» **Exercise prompt**:
Among the entries that follow, locate the line with "[tag] one dot per instance, sample [135,72]." and the line with "[tag] one dot per instance, sample [255,101].". Output those lines and all lines in between, exactly, minus the pictures.

» **Given data**:

=== Section Start ===

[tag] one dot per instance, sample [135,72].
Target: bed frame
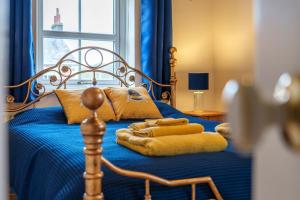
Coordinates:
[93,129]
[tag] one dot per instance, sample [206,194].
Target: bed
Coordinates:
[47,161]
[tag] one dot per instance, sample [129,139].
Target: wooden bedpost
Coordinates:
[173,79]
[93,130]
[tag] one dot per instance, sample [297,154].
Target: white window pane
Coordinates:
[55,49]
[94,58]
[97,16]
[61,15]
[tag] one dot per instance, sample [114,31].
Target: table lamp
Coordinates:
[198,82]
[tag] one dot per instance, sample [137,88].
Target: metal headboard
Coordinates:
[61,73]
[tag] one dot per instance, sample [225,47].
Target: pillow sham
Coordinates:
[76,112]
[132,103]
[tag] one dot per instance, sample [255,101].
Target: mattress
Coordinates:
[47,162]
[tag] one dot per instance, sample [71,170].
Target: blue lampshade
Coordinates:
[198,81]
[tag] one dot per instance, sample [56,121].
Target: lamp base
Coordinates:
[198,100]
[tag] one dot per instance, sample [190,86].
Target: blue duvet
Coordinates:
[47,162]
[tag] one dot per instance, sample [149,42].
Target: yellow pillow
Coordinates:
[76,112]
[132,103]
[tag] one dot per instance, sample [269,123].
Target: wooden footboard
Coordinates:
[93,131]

=== Section End ===
=== Section Start ===

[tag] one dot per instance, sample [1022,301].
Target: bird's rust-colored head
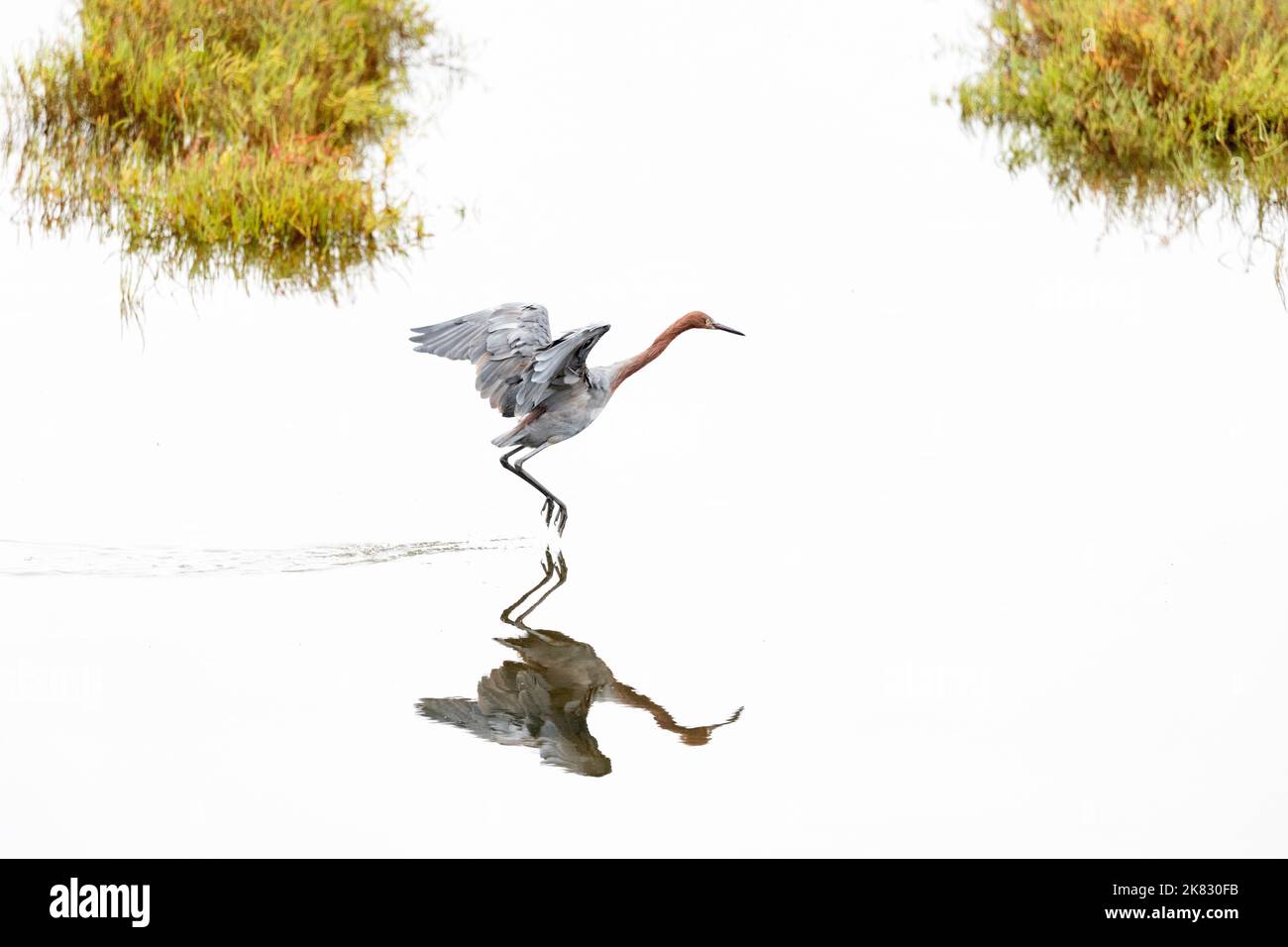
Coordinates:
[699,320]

=== Section End ===
=== Section Start ===

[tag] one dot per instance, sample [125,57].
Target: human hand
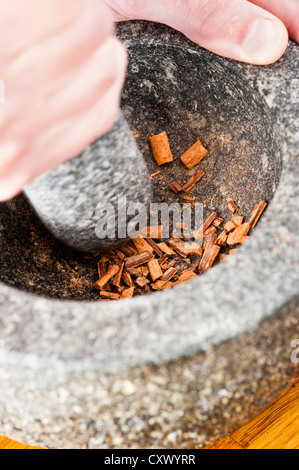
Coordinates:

=== Section End ===

» **Solution to this task**:
[tag] one dot per instance, sample [135,72].
Target: bed frame
Coordinates:
[93,129]
[tag] one dot per instance, sample [206,194].
Target: bed
Coordinates:
[47,161]
[tag] one dot per instance, sample [129,139].
Target: wooden bedpost
Coordinates:
[173,79]
[93,130]
[tag] one dot per instance, sample [297,154].
Target: white window pane
Coordinates:
[55,49]
[94,58]
[97,16]
[61,15]
[tag] one dot per instance, sample [114,31].
Target: table lamp
Coordinates:
[198,82]
[tag] one dot per instance, sample [137,88].
Target: metal headboard
Coordinates:
[61,73]
[tag] one dot per instance, sample [225,47].
Target: pillow sham
Coordinates:
[76,112]
[132,103]
[tag] one dot per instance, sample [255,101].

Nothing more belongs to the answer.